YOUR OBJECTIVE =
Nothing but the lines from the first line of the entries through the line with "like [(326, 109)]." should appear in the answer, transcribed exactly and free of pictures.
___ GIVEN RECORDS
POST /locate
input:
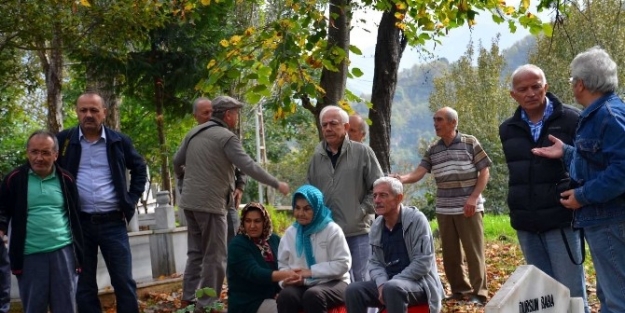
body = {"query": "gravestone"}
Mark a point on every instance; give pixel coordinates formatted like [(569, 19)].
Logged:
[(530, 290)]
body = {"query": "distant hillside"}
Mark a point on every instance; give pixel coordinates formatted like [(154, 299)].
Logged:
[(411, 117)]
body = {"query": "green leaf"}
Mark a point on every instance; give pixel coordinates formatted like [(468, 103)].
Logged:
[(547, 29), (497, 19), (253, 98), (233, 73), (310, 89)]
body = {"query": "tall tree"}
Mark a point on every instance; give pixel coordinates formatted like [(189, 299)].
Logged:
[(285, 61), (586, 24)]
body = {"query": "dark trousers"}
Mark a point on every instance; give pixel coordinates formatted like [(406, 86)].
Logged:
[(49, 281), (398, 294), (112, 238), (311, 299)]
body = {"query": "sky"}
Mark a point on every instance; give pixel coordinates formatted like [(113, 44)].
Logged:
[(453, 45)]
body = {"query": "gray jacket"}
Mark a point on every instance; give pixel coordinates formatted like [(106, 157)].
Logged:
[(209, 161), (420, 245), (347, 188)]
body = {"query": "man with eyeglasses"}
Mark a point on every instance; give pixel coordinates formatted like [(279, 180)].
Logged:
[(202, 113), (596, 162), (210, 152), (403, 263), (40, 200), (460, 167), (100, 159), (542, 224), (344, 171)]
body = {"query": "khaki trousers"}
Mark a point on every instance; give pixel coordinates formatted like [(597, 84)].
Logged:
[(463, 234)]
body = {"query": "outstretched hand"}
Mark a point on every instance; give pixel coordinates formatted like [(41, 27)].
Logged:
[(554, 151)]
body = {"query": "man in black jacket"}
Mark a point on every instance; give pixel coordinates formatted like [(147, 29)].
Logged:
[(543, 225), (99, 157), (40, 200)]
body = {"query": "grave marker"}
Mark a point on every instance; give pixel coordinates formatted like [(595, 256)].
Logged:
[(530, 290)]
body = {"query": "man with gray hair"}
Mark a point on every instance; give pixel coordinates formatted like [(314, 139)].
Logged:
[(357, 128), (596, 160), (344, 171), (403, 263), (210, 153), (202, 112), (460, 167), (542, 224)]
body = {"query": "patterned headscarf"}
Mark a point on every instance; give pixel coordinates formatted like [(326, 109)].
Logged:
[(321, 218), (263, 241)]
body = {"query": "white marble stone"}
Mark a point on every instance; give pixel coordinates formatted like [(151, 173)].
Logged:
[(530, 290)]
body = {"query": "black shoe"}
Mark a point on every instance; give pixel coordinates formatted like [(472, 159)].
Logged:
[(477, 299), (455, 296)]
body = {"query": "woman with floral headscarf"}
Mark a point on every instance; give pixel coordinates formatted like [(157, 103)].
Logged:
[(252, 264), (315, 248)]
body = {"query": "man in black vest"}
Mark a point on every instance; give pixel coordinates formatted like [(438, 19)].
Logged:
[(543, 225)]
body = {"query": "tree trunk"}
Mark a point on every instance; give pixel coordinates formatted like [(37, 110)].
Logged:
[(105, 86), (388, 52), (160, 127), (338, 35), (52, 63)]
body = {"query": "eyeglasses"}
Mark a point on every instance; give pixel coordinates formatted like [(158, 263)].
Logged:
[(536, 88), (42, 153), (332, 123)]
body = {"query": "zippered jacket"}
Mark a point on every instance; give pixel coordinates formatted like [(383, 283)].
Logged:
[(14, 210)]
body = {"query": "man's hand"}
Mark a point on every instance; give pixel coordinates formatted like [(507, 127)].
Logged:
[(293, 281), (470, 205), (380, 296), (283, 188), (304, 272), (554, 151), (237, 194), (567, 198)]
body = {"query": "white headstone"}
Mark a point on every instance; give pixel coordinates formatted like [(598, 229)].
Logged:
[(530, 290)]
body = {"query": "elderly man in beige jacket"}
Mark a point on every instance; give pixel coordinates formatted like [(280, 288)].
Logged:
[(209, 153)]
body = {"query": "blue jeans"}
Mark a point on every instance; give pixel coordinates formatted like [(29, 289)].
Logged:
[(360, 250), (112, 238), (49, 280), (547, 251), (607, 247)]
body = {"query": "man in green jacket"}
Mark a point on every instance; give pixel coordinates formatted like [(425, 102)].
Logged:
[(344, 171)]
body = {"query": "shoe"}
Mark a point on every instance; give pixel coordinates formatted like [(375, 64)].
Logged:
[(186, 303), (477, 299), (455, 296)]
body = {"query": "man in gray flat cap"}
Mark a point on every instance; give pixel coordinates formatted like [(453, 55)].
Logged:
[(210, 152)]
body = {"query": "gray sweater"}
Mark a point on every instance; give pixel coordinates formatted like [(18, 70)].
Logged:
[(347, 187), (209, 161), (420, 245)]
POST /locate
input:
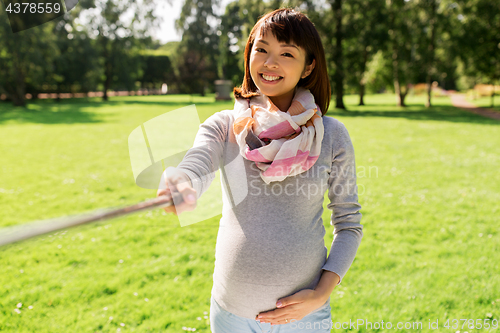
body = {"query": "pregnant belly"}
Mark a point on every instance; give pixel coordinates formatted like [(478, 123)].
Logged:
______
WRITTEN RESPONSE =
POST /locate
input:
body = {"query": "gravestone"}
Mark a point on every instance; give pixel coordinates formatted like [(569, 19)].
Logged:
[(530, 290)]
body = {"query": "distant hillside"}
Mark a point on every instance; give pixel coordinates formatted like [(154, 299)].
Logged:
[(411, 117)]
body = {"query": "green leaf"}
Mark a point on every instance; give pixel coordinates formatted like [(468, 103)].
Logged:
[(547, 29), (497, 19), (253, 98), (233, 73), (310, 89)]
body = {"query": "tall tree"}
Mark a point on every instance; give pixel coordinates formatted like [(189, 299)].
Logged:
[(285, 61), (586, 24)]
body = {"query": "dark trousers"}
Mark a point on every instance; give pixel coordinates formatted like [(406, 86)].
Logged:
[(49, 281), (398, 294), (112, 238), (311, 299)]
body = {"query": "sky"}
Mark a point on every instance; give pixel coordinates formatted like [(113, 44)].
Logged:
[(453, 45)]
body = {"query": "gray jacket"}
Mark a point on every instance; give pixel coordinates formatted like [(106, 157)].
Logged:
[(209, 161), (420, 245), (347, 188)]
body = {"query": "man with eyeglasses"}
Mark a point on every instance; give pixel coordinates formatted like [(279, 180)].
Logged:
[(202, 113), (596, 162), (210, 152), (403, 263), (40, 200), (460, 167), (100, 159), (542, 224), (344, 171)]
body = {"query": "khaki trousers"}
Mark a point on every instance; give pixel coordinates formatted like [(597, 84)].
Logged:
[(463, 234)]
body = {"query": "outstretched hand"}
Mark a point on every instance; give pixel coordinates formatted like [(41, 27)].
Logged:
[(554, 151)]
body = {"query": "man in black jacket"}
Mark a point on every instance; give pixel coordinates formatted like [(147, 29)].
Logged:
[(543, 225), (99, 157), (40, 200)]
body = {"query": "grave marker"}
Mark a point on every instance; give pixel coordinates formatted like [(595, 256)].
Logged:
[(530, 290)]
body = {"query": "man with gray hair"}
Mark a point on every instance; give pixel coordinates formatted like [(314, 139)].
Logged:
[(357, 128), (596, 160), (344, 171), (403, 263), (210, 153), (202, 112), (460, 167), (542, 224)]
body = {"query": "patterned headscarf"}
Mark a point on every instance; give pixel coordinates formatted like [(326, 109)].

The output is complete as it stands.